Data entries
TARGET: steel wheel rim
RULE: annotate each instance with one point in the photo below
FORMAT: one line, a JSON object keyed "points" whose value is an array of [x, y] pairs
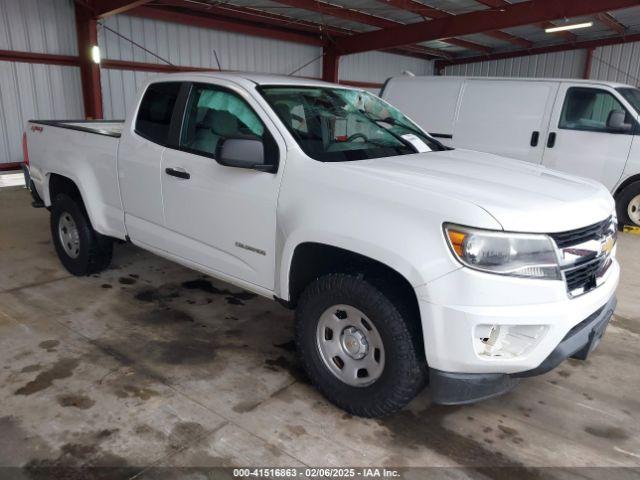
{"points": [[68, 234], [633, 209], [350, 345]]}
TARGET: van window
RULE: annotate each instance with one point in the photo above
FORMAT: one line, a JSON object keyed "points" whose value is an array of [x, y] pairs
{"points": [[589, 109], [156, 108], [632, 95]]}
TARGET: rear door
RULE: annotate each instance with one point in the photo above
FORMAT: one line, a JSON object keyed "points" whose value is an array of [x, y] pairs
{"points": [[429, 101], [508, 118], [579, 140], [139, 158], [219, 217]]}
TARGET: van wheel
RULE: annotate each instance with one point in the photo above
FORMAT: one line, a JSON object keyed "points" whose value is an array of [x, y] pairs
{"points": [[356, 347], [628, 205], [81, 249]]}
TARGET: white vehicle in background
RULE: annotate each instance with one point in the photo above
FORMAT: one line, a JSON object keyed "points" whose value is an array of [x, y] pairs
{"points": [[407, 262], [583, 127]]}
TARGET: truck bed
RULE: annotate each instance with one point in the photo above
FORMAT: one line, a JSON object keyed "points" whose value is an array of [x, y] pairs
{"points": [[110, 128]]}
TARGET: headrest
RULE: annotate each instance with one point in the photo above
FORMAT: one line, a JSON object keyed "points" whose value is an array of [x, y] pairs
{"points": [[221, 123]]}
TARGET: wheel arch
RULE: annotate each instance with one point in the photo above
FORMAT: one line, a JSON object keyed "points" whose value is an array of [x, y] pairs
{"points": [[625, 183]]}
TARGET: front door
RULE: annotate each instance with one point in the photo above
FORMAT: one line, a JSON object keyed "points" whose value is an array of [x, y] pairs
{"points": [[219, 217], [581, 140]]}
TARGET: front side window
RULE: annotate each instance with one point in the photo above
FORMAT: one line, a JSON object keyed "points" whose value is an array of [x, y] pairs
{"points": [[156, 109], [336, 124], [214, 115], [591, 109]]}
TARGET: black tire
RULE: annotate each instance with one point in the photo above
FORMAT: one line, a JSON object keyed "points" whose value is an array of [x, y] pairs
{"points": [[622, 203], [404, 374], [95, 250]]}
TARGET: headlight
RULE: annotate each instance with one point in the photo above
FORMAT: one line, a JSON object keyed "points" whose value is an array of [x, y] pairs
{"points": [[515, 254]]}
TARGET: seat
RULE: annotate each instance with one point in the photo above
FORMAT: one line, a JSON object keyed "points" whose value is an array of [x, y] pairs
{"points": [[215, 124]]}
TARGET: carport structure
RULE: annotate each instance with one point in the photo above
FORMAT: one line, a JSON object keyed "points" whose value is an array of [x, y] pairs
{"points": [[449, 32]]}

==

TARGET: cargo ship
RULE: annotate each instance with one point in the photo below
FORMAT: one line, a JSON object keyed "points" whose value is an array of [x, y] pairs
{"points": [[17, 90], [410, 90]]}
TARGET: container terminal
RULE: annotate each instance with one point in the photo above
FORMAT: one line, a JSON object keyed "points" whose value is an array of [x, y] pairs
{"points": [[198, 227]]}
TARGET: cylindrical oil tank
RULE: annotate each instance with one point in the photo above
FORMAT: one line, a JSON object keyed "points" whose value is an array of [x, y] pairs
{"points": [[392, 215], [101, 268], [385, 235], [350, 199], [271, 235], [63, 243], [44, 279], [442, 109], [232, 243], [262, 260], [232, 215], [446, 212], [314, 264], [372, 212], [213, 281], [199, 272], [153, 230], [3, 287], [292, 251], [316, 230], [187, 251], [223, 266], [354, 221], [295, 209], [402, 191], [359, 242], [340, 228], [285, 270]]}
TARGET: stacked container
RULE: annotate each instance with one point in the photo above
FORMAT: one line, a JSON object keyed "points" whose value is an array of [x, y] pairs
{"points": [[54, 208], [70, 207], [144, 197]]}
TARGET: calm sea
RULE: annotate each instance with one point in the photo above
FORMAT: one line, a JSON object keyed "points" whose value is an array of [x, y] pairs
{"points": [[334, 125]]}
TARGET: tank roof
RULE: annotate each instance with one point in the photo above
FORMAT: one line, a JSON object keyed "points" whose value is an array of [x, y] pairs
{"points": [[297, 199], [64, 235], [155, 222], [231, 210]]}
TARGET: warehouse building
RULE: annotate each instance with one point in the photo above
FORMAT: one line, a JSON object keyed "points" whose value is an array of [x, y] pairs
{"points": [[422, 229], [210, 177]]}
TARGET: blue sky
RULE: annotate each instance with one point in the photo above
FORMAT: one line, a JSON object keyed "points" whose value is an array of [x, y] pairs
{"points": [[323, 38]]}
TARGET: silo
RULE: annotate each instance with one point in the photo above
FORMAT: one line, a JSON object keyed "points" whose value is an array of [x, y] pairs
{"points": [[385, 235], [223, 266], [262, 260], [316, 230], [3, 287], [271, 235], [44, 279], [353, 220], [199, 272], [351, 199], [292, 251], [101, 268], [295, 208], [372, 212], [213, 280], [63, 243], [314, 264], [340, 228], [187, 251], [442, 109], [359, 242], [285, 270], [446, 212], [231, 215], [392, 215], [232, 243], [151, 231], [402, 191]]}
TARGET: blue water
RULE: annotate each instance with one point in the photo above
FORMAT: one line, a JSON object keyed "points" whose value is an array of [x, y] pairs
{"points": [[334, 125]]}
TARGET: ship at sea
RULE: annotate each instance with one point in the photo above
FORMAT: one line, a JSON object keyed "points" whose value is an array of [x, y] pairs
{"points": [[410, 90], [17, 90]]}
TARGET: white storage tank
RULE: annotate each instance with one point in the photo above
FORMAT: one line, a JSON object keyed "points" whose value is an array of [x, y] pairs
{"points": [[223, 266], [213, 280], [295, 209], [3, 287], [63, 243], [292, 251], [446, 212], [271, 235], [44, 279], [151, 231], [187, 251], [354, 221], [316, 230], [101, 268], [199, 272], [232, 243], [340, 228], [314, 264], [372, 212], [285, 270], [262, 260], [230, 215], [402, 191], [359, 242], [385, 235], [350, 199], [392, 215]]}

▶ Exercise prompt
Above are the entries; copy every line among them that contains the word "white".

▶ Solved problem
TARGET: white vehicle in background
TARGET: white storage tank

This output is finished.